◆ **Tasks**
(1) According to the Good Friday piece, how long ago was President Lincoln murdered at Ford's Theater?
(2) In the Good Friday piece, list each choice the writers had near the statue of Admiral Dupont for getting back to the office.

◆ **Selected text**
►
Good Friday


It is Good Friday today, and with some minor chaos we will attend to a scheduled medical mystery of our own. It has been scheduled for weeks, so there is no spiritual surprise. Just minor confusion in automotive direction.

Holy Week was always a great one for walking in Washington. This season has turned, finally, and it is temperate on the city streets. The Cherry blossoms have passed, but other new shades remain in purple and alabaster hues. The Victorian row houses across the river in Kalaroma and Dupont are dotted with yellow in the little gardens beside their steep wrought-iron rails and concrete steps.

A few blocks from the Bus Station where we once worked is Ford’s Theater, where President Lincoln was murdered on Good Friday one hundred and fifty-eight years ago. The story of that day is not as fresh as it once was. In Jerusalem, there has been holy week trouble. The trouble includes elements of Ramadan, Passover and crucification amid civic disturbance.

We were at the Circle a few years ago when walking was still a popular thing. We were near the statue of Admiral Dupont, and had the choice of taking the Metro or walking back to the office or strolling south into the commercial district to get back to the office. We chose to walk, and wander through the Mayflower Hotel and pretend we were conventioneers.

The brass fixtures gleamed on the white marble floors of the Grand Concourse, and we fit right in with our badges on lanyards around our necks. We were not challenged when we used the restrooms and not asked about our pronouns. We enjoyed the snowy white hand-towels.
◄
◆ **Data supplied**
►
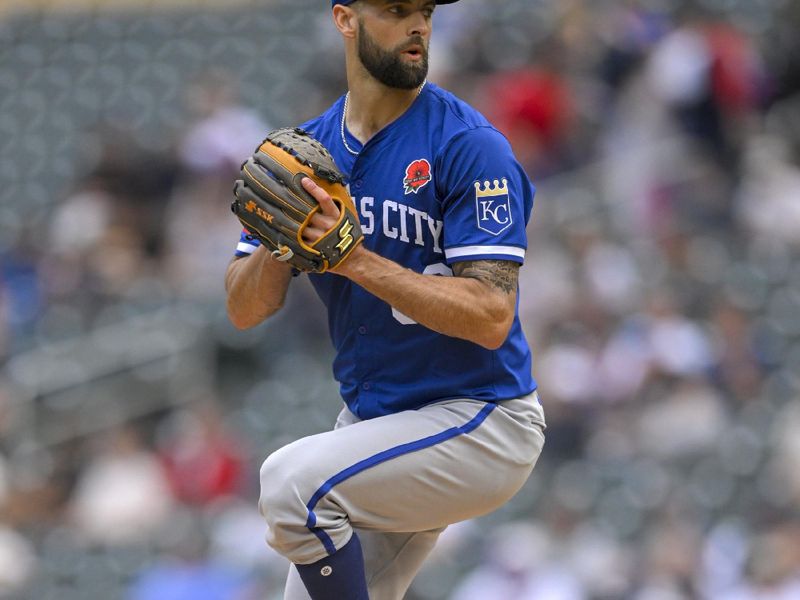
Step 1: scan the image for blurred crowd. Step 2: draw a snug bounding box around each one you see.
[0,0,800,600]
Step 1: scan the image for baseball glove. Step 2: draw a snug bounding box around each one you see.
[231,128,363,273]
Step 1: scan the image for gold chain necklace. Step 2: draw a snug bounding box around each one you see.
[339,79,428,156]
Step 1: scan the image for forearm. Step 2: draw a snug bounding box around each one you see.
[225,246,292,329]
[336,247,516,349]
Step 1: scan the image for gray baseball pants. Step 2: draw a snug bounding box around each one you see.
[259,392,545,600]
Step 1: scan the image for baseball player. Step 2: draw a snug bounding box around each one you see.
[226,0,545,600]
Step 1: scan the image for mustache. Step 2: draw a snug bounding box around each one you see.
[395,35,428,52]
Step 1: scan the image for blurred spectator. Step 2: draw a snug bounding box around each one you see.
[481,56,574,177]
[127,513,256,600]
[165,71,270,301]
[451,522,588,600]
[159,404,244,505]
[0,521,37,598]
[69,426,173,546]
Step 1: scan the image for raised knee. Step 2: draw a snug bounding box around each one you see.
[258,448,303,521]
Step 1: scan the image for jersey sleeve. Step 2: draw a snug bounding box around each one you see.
[234,229,261,258]
[436,127,534,264]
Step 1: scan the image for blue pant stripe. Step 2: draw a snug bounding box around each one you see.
[306,403,496,554]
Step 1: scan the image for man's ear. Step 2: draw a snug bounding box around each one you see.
[333,4,358,38]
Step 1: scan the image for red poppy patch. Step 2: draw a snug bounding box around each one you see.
[403,158,432,194]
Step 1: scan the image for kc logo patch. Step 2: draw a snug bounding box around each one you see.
[475,177,513,235]
[403,158,432,195]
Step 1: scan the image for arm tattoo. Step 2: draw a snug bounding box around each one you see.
[453,260,519,294]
◄
◆ **Task-by-task results**
(1) One hundred and fifty-eight years ago, on Good Friday.

(2)
- Taking the Metro
- Walking back to the office
- Strolling south into the commercial district